Dataset extracts with bounding boxes:
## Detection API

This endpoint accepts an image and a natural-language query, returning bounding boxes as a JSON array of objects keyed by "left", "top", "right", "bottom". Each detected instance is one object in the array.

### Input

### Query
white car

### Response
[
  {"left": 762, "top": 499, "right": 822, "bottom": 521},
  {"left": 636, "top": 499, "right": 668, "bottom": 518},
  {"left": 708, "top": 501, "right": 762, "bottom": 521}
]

DO THIS: Reproduce the data above verbatim, preserving every line and character without alteration.

COMPLETE OUTPUT:
## Detection API

This endpoint accepts an image and a natural-language query, returning bounding boxes as a JSON array of objects keyed by "left", "top", "right", "bottom". Each detected instance is one object in the array.

### Input

### Query
white car

### Response
[
  {"left": 762, "top": 499, "right": 822, "bottom": 521},
  {"left": 636, "top": 499, "right": 668, "bottom": 518},
  {"left": 708, "top": 501, "right": 762, "bottom": 521}
]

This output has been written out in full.